Texte présenté -
_____
Lorsqu’une copropriété décide de réaliser des travaux sur ses parties communes et qu’elle fait appel à une ou plusieurs entreprises et/ou travailleurs indépendants, la mise en place d’un coordonnateur de sécurité et de protection de la santé (SPS) est rendue obligatoire par le Code du travail (art. R. 4532-4 et suivants), et ce dès la phase de conception des travaux. Ce prestataire est chargé d’intervenir sur les risques générés par chaque entreprise réalisant des travaux sur les autres entreprises de l’opération (coactivité simultanée ou successive) ainsi que les risques générés par l’environnement (trafic, solidité du matériel, sécurité des échafaudages, tiers, réseaux enterrés, terrestres ou aériens) sur les entreprises réalisant les travaux.
Bien que cette obligation demeure assez ancienne, puisque résultant d’une loi du 31 décembre 1993 relatif aux opérations de bâtiment et de génie civil en vue d’assurer la sécurité et de protéger la santé des travaux, certains aspects de cette obligation sont encore largement méconnus.
- 1) À quel stade de la procédure : conception ou exécution ?
LES DEUX.
Les textes sont sur ce point univoque : le recours au coordonnateur SPS est obligatoire dès la phase de conception des travaux, et ce indistinctement de la nature ou de l’ampleur du projet.
En effet, la lecture combinée des articles L. 4532-3 et L. 4532-4 du Code du travail (exposés successivement ci-après) prévoit que :
« La coordination en matière de sécurité et de santé est organisée tant au cours de la conception, de l’étude et de l’élaboration du projet qu’au cours de la réalisation de l’ouvrage. »
« Le maître d’ouvrage désigne un coordonnateur en matière de sécurité et de protection de la santé pour chacune des deux phases de conception et de réalisation ou pour l’ensemble de celles-ci. »
En outre, plusieurs textes réglementaires rappellent avec fermeté cette obligation qui s’avère désormais intangible.
_____
Matériel fourni -
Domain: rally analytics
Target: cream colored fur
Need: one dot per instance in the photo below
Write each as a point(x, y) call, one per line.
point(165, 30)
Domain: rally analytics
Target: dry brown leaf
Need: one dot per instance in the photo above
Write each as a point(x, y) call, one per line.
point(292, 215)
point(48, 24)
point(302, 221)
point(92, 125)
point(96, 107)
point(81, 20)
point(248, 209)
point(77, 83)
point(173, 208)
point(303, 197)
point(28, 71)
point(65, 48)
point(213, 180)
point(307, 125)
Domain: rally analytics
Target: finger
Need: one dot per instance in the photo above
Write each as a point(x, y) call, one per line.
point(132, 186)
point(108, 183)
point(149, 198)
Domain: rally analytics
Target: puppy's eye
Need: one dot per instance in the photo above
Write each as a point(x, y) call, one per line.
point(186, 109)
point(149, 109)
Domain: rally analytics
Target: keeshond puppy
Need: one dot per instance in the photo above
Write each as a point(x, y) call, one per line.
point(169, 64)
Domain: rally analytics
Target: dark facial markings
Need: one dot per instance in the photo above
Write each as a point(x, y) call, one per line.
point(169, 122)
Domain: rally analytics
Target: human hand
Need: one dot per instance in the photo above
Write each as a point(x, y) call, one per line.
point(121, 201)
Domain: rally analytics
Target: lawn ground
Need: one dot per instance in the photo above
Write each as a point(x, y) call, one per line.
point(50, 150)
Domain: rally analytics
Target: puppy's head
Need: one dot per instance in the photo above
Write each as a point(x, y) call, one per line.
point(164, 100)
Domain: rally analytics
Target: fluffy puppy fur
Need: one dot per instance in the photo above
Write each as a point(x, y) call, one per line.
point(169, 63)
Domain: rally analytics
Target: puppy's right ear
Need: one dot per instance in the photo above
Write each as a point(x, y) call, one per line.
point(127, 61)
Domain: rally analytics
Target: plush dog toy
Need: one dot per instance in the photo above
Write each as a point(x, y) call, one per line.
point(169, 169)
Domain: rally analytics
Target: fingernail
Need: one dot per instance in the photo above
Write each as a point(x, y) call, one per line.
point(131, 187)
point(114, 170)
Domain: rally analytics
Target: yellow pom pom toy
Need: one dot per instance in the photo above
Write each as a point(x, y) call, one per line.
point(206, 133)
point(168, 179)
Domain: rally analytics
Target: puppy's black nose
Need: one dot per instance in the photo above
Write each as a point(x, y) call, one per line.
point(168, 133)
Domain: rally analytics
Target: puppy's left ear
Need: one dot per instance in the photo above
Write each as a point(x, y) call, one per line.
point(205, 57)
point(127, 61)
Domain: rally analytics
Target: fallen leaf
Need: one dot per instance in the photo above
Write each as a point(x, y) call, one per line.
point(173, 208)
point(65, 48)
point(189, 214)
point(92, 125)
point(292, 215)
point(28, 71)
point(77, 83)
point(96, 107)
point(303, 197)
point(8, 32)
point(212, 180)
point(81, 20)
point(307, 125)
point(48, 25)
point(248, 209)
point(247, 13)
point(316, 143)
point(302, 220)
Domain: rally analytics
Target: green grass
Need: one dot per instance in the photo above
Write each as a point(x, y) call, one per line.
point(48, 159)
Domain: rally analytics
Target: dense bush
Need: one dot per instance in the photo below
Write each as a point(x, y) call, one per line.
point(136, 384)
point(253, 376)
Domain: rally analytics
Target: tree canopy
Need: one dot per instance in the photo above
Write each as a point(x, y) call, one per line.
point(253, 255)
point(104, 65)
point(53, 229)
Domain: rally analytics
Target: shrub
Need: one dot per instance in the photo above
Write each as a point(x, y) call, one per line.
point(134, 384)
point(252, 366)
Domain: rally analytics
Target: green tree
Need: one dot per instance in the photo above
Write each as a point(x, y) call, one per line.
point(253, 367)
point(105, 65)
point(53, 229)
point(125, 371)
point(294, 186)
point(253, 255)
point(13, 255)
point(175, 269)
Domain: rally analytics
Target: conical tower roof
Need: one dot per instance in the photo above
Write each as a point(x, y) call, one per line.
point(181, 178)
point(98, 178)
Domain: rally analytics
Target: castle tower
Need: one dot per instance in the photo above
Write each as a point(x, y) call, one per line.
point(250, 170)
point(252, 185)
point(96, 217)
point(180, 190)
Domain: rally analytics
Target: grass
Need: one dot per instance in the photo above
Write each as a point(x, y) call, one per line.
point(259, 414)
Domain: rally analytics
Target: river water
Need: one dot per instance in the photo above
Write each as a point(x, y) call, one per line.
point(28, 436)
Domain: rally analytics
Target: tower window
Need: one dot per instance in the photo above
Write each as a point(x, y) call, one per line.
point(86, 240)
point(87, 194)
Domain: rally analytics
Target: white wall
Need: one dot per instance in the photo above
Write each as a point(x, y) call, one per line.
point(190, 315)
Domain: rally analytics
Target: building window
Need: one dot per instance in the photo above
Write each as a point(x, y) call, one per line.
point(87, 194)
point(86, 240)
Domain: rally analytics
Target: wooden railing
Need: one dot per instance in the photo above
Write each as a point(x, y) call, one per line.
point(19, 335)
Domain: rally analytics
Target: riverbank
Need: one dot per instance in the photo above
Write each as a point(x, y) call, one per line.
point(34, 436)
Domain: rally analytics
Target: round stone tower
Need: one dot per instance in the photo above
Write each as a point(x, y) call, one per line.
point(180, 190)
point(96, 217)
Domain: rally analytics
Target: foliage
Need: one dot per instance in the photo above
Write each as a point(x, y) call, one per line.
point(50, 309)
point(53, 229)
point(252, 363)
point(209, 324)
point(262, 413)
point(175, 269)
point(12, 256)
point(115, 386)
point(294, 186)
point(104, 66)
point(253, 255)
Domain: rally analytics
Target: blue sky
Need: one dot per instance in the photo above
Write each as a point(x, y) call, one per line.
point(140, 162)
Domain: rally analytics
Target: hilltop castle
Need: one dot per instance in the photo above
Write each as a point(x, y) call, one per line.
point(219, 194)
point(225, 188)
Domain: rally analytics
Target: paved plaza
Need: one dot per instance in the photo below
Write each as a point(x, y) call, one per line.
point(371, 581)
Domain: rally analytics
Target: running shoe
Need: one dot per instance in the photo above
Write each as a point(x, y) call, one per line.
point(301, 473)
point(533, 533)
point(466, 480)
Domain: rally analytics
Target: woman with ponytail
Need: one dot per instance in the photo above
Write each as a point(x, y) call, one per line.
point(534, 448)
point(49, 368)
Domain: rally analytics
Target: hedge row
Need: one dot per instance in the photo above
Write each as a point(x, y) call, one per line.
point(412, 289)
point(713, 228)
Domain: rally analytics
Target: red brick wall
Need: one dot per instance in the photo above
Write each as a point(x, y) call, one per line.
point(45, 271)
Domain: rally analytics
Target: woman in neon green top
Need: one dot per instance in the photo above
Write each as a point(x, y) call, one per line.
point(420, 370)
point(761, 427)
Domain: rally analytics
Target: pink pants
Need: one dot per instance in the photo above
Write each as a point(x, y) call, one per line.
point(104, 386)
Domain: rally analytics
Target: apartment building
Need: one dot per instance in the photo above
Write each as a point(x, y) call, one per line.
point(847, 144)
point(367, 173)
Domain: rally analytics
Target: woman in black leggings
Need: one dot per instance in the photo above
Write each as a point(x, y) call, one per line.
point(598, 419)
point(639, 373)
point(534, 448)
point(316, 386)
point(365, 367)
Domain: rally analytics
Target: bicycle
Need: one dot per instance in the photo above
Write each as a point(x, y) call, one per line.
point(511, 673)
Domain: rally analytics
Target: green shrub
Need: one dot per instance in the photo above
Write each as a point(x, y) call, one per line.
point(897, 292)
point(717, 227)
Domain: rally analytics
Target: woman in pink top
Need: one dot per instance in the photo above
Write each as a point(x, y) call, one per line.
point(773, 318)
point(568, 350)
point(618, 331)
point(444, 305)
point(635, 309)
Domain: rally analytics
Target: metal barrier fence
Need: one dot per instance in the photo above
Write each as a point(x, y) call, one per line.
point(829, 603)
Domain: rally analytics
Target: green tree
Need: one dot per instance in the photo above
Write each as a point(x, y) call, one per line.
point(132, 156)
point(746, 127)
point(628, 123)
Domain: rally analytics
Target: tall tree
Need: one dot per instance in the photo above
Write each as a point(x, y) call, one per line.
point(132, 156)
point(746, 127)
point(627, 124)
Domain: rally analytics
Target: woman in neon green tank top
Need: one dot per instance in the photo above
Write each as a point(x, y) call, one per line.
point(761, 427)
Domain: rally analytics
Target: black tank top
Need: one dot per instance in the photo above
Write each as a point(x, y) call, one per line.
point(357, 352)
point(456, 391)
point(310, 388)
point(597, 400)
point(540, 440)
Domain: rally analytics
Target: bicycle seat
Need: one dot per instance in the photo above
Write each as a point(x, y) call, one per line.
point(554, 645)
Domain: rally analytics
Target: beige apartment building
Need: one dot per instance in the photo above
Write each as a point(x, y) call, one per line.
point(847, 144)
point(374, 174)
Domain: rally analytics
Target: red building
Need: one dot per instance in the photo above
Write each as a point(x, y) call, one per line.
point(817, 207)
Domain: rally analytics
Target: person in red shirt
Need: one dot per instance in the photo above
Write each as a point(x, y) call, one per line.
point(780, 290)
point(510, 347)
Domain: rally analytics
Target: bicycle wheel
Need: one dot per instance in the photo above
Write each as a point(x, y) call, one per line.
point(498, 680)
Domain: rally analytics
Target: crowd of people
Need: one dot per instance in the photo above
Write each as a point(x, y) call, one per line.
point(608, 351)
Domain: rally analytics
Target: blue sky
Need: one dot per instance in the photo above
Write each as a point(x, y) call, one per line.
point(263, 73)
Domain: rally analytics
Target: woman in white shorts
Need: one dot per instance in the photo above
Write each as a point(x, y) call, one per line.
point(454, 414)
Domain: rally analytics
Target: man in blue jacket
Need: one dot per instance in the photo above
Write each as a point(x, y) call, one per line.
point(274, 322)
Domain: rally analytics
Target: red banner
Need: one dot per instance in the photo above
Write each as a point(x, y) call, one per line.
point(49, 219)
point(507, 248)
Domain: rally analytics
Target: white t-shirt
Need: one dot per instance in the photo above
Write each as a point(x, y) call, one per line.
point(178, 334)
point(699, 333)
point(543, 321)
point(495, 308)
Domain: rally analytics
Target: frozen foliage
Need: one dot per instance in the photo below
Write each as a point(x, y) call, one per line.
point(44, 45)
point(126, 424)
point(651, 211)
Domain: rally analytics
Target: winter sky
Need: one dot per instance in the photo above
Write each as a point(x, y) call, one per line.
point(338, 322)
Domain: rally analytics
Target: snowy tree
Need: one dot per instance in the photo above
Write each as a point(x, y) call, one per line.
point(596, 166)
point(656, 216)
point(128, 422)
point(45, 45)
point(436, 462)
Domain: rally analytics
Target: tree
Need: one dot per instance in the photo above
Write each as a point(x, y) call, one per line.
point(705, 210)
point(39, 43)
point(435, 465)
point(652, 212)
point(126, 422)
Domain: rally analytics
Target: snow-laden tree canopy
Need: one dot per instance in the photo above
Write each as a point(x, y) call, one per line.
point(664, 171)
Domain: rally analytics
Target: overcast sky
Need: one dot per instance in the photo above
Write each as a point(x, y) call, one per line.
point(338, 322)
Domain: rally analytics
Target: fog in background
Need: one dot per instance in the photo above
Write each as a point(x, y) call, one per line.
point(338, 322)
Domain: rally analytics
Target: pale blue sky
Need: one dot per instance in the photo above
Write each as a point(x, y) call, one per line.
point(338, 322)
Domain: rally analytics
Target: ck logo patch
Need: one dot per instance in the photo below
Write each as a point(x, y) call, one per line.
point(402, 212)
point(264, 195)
_____
Tâche énoncée A - Selon le texte sur le coordonnateur SPS en copropriété, de quelle date est la loi dont résulte cette obligation ?
Tâche énoncée B - Prolongez le texte sur le coordonnateur SPS en copropriété à partir de sa dernière phrase.
Le matériel fourni ne joue aucun rôle ici.

Réponse attendue A - Du 31 décembre 1993.

Réponse attendue B -
Pour exemple, l’arrêté du 17 mars 2014 relatif au titre professionnel de conducteur de travaux prévoit un référentiel de travaux en vertu duquel ce dernier est tenu de demander « les diverses autorisations administratives nécessaires au déroulement du chantier et rédige le plan particulier de sécurité et de protection de la santé (PPSPS) qui sera remis au coordonnateur de sécurité et protection de la santé (SPS) » et lors des opérations de clôture des chantiers est dans l’obligation de communiquer « au coordonnateur SPS le dossier d’intervention ultérieure de l’ouvrage (DIUO) ».
Concrètement, ce qu’il faut retenir est que la recours à cette autorité de prévention est obligatoire lors de la conception, du commencement d’exécution et ce, jusqu’à la clôture des travaux.
En pratique, dès que les travaux projetés nécessitent la mise en place d’un échafaudage, le recours à un coordinateur SPS dès la phase de leur conception est obligatoire car par définition au moins deux entreprises vont intervenir.
- 2) Peut-on désigner un autre coordonnateur lors de l’exécution des travaux, distinct de celui choisi lors de la phase d’élaboration ?
OUI.
Il est tout à fait possible de recourir à deux coordonnateurs SPS, l’un officiant durant la phase de conception, l’autre intervenant lors de la phase d’exécution jusqu’à la clôture des travaux. Toutefois, la Loi pose une condition procédurale selon laquelle la désignation du second coordonnateur doit intervenir avant le lancement de la consultation des entreprises (formalisé dans un Dossier de Consultation des Entreprises) :
« Lorsque le maître d’ouvrage désigne, pour la phase de réalisation de l’ouvrage, un coordonnateur distinct de celui de la phase de conception, d’étude et d’élaboration du projet, cette désignation intervient avant le lancement de la consultation des entreprises. »
(art. R. 4532-5, Code du travail).
- 3) La saisine est-elle obligatoire en cas de travaux individuels qui affectent les parties communes ?
Selon les dispositions de l’article 25b) de la Loi du 10 juillet 1965, le copropriétaire concerné doit obtenir l’autorisation préalable de l’Assemblée générale et celle-ci peut assortir son autorisation de conditions.
Une des conditions habituellement imposée est de souscrire une assurance Dommages-Ouvrage.
Il est donc prudent de rajouter comme condition le recours à un coordinateur SPS afin que la responsabilité du Syndicat des copropriétaires ne puisse pas être recherchée en cas de difficulté.
- 4) Tous les sous-traitants doivent-ils être déclarés au Coordonnateur SPS ? À plus forte raison, un changement en cours d’exécution des travaux doit-il être obligatoirement faire l’objet d’une notification au coordinateur ?
OUI.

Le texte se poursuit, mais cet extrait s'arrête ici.